■ Exercise material
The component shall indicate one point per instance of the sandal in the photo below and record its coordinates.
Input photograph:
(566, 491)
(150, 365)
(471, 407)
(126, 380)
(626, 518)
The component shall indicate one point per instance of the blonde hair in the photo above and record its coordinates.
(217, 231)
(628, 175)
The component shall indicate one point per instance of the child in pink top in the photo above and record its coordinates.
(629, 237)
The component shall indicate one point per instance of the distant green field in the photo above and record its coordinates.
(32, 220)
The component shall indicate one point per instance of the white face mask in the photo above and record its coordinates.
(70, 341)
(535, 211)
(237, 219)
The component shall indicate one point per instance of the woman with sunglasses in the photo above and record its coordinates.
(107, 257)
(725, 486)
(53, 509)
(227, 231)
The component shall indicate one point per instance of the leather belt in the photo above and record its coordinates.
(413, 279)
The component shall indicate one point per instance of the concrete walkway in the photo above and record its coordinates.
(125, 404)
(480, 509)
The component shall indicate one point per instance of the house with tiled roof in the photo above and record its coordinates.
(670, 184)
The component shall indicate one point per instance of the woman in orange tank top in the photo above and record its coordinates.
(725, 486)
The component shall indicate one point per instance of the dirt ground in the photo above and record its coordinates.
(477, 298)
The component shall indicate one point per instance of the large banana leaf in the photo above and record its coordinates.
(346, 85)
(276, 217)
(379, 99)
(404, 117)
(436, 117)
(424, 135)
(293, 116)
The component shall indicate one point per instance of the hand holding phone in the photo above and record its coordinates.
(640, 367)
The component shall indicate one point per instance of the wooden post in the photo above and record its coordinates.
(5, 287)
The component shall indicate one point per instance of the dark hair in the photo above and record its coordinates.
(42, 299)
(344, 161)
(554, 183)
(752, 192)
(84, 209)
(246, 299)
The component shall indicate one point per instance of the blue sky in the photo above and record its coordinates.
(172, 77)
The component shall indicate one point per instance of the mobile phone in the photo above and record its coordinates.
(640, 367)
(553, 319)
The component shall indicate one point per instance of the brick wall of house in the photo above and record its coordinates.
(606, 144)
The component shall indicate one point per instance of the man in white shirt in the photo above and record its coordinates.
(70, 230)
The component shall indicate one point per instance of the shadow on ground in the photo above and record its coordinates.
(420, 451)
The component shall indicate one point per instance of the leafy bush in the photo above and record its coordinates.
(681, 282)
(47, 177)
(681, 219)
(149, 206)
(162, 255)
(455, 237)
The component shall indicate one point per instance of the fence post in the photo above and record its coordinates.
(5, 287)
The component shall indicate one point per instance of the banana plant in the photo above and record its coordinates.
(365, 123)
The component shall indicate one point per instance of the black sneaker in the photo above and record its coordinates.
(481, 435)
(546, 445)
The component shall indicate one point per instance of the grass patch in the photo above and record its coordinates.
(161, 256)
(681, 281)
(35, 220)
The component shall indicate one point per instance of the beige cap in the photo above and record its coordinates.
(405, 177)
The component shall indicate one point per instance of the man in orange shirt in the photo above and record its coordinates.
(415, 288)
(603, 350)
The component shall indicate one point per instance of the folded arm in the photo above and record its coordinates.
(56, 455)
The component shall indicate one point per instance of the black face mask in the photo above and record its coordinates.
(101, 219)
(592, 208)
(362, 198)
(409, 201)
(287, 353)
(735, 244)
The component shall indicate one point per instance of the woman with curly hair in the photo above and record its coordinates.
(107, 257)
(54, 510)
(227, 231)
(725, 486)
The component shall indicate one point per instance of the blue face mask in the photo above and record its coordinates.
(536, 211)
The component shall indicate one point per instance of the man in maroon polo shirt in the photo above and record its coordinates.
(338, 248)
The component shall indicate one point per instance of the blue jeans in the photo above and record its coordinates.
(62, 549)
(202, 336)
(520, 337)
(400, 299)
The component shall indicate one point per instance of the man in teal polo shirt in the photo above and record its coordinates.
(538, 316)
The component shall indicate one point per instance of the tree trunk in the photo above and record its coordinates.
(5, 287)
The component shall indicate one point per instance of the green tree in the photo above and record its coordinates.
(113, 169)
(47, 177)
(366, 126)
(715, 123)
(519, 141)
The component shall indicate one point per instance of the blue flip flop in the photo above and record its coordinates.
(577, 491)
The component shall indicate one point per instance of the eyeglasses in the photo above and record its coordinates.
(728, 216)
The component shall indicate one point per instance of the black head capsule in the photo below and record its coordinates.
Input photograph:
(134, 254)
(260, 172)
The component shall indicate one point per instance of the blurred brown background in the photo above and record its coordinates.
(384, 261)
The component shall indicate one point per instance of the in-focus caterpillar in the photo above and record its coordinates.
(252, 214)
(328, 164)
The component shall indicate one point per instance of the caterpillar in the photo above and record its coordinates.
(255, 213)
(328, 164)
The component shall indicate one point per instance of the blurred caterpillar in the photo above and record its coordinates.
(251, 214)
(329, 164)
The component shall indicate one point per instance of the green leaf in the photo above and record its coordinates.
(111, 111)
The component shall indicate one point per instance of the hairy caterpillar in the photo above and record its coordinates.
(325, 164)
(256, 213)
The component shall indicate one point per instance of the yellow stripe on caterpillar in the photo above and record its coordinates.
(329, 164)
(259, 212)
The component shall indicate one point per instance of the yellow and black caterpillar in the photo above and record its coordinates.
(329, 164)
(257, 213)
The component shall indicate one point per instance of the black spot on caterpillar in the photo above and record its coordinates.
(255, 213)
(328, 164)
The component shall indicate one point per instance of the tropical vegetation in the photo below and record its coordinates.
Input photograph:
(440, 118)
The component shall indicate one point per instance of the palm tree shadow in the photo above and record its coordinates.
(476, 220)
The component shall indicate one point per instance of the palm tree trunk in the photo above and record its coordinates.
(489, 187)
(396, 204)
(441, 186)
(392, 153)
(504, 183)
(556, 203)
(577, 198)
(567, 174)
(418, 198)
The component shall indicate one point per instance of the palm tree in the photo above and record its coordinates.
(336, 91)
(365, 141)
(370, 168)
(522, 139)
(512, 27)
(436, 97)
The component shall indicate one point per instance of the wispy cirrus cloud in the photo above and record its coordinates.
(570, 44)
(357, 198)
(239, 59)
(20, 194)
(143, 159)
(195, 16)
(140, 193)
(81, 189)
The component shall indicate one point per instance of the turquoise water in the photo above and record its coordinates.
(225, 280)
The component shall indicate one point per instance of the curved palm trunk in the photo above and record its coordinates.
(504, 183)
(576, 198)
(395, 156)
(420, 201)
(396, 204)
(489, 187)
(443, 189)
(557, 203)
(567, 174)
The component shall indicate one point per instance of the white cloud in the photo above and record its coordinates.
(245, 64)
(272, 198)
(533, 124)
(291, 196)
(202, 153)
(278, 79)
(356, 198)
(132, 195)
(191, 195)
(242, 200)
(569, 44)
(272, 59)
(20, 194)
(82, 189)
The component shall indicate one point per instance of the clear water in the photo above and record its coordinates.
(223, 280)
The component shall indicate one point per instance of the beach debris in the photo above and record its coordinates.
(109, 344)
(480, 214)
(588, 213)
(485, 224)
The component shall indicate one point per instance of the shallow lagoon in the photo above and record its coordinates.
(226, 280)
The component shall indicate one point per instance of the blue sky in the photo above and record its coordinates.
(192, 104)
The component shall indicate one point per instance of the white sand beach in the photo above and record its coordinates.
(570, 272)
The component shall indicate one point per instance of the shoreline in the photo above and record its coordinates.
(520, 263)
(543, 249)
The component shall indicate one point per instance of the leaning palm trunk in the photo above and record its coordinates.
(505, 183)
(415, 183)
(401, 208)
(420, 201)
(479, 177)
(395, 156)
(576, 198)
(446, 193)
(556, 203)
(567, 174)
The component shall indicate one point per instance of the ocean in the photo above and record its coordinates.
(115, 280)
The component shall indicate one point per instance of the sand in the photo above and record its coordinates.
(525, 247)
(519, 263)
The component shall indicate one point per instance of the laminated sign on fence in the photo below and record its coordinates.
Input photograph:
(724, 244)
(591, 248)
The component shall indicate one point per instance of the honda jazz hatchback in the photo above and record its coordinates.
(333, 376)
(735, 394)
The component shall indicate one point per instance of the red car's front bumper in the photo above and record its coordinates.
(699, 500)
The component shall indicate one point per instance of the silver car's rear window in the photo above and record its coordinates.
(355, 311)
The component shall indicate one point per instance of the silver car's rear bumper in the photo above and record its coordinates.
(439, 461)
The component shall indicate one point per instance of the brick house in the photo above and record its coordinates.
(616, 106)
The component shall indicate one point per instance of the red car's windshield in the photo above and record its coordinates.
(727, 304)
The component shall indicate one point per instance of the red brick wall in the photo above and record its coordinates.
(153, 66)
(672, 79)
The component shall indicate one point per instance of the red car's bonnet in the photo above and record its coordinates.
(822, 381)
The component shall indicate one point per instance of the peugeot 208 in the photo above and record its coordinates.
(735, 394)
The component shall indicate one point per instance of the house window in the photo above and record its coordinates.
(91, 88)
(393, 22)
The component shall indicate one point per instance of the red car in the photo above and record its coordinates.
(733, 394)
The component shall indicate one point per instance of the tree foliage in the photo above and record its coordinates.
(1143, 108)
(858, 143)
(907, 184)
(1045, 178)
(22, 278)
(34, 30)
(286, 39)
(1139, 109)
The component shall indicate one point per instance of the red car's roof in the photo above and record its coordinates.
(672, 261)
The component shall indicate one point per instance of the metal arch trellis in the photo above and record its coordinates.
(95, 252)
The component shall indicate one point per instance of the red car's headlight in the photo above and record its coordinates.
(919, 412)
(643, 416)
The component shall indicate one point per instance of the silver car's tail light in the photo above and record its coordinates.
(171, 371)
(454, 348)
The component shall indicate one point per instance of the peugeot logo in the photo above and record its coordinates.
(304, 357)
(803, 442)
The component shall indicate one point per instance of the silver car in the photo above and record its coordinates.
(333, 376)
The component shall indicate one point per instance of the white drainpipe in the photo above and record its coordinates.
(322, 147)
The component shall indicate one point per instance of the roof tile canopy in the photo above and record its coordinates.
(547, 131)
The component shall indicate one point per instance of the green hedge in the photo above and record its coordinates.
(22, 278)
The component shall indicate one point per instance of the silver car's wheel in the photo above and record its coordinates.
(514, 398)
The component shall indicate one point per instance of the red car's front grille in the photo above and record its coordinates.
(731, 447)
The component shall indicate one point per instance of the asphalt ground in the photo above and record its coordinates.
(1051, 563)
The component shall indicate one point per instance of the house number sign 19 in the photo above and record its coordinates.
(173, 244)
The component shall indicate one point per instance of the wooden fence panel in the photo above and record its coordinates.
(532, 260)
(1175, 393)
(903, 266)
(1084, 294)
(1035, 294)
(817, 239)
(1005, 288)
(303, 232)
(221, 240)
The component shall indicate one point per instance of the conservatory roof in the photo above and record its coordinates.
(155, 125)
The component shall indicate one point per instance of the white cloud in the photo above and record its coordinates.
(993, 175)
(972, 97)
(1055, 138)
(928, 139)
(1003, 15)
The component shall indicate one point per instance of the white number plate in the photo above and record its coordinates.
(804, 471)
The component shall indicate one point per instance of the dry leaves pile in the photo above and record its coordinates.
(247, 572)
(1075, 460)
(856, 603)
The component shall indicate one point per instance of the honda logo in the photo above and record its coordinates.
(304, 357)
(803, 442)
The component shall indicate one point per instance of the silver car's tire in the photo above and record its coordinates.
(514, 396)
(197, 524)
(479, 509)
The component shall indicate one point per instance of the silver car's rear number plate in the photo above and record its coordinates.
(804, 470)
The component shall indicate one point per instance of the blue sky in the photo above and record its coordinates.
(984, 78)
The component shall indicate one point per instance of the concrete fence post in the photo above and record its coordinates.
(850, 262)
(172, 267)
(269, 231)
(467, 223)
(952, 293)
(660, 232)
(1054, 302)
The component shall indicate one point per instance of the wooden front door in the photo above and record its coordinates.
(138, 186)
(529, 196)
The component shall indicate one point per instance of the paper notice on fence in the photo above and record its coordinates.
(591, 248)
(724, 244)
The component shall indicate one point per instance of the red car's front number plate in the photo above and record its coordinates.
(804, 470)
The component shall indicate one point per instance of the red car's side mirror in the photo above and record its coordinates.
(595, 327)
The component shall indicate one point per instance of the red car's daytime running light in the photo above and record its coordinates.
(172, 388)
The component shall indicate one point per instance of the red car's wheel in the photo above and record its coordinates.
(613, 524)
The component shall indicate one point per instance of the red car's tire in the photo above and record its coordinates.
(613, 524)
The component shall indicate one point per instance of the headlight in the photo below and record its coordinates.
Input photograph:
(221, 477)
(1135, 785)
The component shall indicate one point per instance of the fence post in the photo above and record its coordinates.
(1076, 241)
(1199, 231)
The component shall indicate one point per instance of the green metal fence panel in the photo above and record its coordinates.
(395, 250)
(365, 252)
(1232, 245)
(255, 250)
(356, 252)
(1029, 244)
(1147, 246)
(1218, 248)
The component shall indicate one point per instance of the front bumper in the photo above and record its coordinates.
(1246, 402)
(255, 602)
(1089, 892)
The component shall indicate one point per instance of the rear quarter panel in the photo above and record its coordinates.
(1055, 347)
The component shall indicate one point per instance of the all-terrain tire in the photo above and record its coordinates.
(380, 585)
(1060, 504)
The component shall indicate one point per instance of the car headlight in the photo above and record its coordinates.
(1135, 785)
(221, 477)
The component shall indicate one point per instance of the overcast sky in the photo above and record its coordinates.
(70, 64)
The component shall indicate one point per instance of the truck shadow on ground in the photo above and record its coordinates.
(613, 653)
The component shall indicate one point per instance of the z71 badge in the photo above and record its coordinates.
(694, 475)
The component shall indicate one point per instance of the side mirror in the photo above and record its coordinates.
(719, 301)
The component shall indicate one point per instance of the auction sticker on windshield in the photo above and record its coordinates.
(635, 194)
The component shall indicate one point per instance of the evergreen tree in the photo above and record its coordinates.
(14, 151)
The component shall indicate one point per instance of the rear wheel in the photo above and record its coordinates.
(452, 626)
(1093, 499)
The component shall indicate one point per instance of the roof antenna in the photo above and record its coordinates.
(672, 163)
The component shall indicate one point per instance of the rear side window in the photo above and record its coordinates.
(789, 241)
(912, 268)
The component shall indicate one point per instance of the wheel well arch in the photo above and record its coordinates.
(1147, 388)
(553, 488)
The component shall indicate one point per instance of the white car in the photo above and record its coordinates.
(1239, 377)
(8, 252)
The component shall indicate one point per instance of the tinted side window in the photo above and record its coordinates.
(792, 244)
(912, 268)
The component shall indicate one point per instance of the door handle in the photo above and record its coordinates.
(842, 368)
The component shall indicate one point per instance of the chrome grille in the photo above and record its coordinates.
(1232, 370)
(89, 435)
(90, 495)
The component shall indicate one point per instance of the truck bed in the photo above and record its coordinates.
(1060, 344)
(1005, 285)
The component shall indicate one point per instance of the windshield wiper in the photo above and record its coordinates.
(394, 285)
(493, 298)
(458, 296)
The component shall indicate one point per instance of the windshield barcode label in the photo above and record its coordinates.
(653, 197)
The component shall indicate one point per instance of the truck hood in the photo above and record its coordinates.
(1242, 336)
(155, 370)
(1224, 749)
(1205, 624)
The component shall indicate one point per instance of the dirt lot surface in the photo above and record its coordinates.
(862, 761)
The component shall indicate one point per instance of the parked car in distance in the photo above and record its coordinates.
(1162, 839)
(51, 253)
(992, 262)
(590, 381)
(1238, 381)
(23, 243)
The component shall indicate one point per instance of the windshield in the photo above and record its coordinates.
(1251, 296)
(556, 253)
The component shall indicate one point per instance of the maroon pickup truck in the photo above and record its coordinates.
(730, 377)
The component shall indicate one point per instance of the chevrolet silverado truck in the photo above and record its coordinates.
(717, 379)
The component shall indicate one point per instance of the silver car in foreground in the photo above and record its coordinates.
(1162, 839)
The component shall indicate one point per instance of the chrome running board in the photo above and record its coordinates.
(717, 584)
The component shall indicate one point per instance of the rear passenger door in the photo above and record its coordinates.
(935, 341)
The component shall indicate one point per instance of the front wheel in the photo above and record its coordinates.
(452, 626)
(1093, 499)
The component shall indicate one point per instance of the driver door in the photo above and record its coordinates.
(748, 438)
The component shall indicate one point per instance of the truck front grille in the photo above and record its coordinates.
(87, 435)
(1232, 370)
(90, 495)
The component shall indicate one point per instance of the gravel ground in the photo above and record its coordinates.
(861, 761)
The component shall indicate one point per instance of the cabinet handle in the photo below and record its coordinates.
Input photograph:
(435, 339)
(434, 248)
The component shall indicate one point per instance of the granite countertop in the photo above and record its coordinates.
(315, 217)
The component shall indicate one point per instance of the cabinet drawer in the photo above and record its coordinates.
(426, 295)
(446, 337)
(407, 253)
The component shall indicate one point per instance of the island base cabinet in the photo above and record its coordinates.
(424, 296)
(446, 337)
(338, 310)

■ Given request
Convert the stretch of items from the line containing "The component shall indicate one point per instance of the paper" through the line containing "(1199, 231)" into a Markdown table with columns Row and Line. Number each row and leave out any blank lines.

■ Solved problem
| Row | Line |
|---|---|
| 1 | The component shall indicate one point per instance of the paper notice on fence in the photo above and record its coordinates. |
| 2 | (591, 248) |
| 3 | (724, 244) |
| 4 | The component shall indicate one point per instance of the red car's front number plate in the photo above and record its coordinates. |
| 5 | (804, 470) |
| 6 | The component shall indicate one point per instance of the red car's side mirror in the photo above and record its coordinates. |
| 7 | (595, 327) |
| 8 | The component shall indicate one point per instance of the red car's daytime running light in the photo above and record its coordinates. |
| 9 | (172, 388) |
| 10 | The component shall indicate one point per instance of the red car's wheel in the photo above and record its coordinates. |
| 11 | (613, 524) |
| 12 | The component shall indicate one point per instance of the red car's tire in the photo above and record its coordinates. |
| 13 | (613, 524) |
| 14 | The component shall indicate one point per instance of the headlight in the photo below and record its coordinates. |
| 15 | Input photograph: |
| 16 | (221, 477) |
| 17 | (1135, 785) |
| 18 | The component shall indicate one point per instance of the fence post in the photo above and record its coordinates. |
| 19 | (1076, 241) |
| 20 | (1199, 231) |